◆ Written instruction
From the line that holds "Thank you for this photo. Would you kindly tag the gray" to the last line of the data, copy everything exactly; leave out all the rest.
------------------------------------
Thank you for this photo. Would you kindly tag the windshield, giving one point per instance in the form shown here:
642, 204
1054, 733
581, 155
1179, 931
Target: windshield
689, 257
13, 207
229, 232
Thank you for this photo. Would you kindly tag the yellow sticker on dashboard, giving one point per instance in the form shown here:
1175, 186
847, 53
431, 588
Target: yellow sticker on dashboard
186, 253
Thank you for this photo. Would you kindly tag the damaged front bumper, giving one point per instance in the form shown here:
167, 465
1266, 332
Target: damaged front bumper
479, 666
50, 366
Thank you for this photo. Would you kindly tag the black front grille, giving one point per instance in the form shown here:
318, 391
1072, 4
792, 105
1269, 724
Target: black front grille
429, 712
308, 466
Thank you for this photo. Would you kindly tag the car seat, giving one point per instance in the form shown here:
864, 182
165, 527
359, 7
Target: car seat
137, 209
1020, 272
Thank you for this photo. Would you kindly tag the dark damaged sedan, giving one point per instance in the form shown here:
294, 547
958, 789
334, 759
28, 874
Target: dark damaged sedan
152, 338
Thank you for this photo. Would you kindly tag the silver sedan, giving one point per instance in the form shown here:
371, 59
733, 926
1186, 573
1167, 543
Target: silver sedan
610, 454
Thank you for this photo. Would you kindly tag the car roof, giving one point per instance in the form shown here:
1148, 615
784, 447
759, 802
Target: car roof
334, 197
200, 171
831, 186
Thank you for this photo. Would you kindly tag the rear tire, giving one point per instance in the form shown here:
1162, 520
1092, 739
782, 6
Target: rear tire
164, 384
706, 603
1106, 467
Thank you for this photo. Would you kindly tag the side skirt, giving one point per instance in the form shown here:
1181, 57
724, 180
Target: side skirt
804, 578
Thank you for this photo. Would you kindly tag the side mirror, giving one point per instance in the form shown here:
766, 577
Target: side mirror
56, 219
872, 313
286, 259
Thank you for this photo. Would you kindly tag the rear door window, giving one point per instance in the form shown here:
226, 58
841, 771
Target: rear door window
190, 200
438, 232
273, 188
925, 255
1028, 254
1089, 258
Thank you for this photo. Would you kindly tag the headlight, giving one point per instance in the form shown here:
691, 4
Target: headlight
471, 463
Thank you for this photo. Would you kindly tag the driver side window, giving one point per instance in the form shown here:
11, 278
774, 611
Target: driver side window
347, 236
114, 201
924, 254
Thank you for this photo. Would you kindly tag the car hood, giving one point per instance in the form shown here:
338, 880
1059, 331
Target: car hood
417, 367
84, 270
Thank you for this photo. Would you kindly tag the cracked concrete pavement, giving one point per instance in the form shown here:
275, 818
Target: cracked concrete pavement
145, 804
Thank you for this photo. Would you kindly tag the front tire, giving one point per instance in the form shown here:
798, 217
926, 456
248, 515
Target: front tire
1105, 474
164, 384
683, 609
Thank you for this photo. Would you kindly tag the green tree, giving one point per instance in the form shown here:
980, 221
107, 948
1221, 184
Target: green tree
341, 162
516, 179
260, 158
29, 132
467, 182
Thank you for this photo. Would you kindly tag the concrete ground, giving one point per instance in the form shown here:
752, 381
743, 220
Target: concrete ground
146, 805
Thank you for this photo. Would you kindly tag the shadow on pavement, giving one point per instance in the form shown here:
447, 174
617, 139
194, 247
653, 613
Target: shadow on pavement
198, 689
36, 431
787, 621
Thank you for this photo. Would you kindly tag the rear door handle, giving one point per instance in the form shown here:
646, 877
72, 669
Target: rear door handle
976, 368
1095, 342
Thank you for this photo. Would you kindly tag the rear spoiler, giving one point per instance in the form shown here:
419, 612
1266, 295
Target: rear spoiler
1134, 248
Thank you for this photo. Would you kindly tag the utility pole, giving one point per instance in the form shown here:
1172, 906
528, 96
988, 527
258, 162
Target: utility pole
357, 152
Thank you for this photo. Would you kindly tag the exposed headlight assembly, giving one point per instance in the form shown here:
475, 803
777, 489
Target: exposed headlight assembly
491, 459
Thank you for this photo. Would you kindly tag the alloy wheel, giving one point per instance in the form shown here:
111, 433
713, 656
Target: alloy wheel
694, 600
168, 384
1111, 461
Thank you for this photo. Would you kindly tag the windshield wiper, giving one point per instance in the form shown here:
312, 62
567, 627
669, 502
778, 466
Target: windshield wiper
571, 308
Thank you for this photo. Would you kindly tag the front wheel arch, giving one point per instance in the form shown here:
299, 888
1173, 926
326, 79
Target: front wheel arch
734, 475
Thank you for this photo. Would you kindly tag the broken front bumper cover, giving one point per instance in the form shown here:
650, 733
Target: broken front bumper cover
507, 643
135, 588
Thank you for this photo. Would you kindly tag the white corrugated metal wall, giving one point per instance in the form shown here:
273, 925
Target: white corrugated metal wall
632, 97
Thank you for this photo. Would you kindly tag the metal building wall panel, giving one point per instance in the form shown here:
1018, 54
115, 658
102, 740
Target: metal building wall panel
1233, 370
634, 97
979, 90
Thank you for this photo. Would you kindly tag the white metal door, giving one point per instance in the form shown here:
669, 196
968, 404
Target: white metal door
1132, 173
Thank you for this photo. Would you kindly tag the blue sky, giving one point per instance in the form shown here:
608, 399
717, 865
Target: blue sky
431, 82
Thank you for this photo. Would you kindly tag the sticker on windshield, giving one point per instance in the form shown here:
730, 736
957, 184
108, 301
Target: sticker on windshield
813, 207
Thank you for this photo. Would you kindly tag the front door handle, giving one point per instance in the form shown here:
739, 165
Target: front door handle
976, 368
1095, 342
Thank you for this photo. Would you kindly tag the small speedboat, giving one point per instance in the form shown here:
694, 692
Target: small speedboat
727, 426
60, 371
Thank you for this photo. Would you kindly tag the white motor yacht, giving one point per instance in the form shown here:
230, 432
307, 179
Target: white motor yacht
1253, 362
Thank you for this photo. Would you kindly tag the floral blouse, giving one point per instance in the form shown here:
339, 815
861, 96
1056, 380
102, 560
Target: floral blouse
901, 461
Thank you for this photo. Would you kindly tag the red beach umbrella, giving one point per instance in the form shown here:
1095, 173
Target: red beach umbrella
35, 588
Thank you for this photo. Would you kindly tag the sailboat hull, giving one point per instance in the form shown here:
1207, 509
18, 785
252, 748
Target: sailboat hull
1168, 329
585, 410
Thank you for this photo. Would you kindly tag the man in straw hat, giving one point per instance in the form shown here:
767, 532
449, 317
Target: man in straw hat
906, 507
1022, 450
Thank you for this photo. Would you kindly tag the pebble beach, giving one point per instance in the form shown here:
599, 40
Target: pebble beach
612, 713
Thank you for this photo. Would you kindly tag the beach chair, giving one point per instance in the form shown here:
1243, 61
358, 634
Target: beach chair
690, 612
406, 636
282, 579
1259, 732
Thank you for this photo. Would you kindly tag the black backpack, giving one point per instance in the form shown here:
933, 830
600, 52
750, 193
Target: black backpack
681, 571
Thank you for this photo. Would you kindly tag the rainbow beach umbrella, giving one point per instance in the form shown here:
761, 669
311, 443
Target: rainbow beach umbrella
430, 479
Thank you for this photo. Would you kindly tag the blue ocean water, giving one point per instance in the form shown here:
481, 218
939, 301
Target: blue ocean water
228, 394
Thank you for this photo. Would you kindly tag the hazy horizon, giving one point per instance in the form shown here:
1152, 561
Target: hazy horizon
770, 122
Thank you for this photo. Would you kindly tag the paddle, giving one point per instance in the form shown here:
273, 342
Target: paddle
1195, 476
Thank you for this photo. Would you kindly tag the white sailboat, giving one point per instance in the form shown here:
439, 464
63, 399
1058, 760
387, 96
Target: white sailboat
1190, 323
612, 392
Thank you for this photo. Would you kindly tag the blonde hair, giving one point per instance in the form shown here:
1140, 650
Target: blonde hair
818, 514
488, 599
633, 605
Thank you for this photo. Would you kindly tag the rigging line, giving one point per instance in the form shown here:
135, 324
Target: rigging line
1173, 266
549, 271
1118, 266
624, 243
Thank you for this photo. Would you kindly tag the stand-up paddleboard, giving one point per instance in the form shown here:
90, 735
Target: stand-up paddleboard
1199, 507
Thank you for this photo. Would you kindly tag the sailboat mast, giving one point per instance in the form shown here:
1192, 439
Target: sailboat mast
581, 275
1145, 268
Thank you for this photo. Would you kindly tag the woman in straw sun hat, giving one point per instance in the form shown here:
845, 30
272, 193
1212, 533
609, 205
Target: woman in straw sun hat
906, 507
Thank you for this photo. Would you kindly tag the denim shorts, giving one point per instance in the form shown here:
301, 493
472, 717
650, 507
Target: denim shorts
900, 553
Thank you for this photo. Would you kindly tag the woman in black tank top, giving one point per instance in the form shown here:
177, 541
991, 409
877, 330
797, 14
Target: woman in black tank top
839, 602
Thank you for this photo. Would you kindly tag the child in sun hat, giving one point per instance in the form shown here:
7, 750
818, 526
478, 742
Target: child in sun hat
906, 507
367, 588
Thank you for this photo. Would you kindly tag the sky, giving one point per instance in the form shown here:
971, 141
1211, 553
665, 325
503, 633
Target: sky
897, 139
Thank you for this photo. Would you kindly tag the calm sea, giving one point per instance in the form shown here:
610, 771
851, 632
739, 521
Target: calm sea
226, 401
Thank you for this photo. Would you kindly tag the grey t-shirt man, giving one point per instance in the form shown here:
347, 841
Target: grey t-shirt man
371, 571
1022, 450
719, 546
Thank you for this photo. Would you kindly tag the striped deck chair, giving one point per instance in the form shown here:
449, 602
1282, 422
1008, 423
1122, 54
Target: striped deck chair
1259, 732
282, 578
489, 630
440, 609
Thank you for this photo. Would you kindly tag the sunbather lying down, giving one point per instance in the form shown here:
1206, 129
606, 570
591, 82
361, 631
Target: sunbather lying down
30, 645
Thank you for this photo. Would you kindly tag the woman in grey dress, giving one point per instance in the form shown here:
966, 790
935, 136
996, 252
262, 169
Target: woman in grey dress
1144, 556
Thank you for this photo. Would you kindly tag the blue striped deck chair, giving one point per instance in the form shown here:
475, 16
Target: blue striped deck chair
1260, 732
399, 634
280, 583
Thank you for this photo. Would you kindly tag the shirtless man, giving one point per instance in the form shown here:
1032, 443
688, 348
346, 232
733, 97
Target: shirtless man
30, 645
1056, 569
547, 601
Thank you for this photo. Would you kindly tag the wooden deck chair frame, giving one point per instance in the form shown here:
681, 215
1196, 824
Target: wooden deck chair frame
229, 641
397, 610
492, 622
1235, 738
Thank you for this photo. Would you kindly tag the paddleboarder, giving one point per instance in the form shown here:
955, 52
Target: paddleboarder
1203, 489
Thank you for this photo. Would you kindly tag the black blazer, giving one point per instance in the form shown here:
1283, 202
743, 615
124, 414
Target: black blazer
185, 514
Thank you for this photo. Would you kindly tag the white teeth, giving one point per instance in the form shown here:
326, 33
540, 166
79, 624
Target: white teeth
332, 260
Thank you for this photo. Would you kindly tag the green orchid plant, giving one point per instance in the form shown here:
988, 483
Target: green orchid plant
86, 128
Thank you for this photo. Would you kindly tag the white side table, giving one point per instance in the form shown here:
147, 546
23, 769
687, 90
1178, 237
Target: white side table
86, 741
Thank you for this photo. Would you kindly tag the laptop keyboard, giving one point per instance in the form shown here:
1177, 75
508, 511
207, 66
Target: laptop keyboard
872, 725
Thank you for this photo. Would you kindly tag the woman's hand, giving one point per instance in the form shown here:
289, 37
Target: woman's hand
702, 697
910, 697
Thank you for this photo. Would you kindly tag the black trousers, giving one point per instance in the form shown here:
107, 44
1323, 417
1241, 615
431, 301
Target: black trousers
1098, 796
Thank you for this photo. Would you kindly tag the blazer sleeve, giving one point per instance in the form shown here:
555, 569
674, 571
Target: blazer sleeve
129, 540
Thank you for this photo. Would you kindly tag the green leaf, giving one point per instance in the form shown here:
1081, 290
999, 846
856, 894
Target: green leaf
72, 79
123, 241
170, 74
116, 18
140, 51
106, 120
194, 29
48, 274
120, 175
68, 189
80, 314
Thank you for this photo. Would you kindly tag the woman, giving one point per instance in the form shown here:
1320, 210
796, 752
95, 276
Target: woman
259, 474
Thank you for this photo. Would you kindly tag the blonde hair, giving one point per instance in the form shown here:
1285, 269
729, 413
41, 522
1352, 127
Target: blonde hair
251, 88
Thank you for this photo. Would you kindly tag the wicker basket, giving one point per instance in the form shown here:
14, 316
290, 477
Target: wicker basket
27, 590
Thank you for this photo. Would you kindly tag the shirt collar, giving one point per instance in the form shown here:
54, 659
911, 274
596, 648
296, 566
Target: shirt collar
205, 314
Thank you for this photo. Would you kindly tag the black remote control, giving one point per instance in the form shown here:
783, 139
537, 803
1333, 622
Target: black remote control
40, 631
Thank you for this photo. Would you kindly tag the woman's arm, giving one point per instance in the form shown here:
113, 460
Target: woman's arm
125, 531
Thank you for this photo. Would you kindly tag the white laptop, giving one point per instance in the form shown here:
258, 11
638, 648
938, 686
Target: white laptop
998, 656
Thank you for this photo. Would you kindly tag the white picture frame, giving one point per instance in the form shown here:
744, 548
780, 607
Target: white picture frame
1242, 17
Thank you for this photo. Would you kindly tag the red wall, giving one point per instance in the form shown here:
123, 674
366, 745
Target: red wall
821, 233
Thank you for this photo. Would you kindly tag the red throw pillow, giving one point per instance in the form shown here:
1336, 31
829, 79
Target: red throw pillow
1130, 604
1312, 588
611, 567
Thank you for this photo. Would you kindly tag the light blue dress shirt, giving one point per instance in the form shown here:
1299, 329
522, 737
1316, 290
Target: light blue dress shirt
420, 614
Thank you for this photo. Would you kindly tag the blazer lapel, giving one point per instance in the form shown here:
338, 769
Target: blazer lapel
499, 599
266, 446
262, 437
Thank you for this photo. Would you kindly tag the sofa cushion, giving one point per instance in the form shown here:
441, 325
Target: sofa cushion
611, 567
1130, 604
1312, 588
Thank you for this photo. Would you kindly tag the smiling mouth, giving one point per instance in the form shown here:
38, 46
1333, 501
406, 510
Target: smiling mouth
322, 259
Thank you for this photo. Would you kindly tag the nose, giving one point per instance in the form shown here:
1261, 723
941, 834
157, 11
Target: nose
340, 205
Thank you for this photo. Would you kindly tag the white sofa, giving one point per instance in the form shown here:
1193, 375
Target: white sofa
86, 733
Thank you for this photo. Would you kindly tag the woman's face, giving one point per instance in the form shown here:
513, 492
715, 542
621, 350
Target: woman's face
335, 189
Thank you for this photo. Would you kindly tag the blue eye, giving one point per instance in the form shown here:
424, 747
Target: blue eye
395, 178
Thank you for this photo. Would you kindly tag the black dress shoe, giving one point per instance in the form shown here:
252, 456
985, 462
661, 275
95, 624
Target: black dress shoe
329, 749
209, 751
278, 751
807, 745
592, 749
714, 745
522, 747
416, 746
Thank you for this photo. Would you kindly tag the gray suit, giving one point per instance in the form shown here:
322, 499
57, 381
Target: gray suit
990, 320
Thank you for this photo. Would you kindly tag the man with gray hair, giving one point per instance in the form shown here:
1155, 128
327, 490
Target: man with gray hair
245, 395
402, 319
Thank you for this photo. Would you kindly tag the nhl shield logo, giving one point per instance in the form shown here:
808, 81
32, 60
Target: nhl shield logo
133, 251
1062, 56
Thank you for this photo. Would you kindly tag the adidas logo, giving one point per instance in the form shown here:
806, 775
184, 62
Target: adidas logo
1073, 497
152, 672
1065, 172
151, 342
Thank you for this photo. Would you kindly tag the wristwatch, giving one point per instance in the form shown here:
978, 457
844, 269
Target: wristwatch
------------------------------------
◆ Correct answer
Thank you for this photo. Would you kindly tag the gray suit, giving one point per instance in the form shown here:
322, 499
57, 381
Target: gray suit
990, 320
Thank you for this photo. Would you kindly tag the man with gray hair, giving one point per instance in the form shown here:
1155, 128
327, 490
Target: man with gray hair
245, 395
402, 319
Thank you for this photo. Would you kindly tag the nhl shield logo, giving one point per instance in the form shown here:
808, 81
32, 60
Target: nhl shield logo
133, 251
1062, 56
Thank you for this photo. Would you kindly tag the adidas logo, giving one point per instance in the form shown here:
806, 775
184, 62
Target: adidas logo
1073, 497
152, 672
1065, 172
151, 342
Thank you for this photo. Would you kindly tag the wristwatch, giving one point per instance in the form shown here:
978, 457
844, 269
Target: wristwatch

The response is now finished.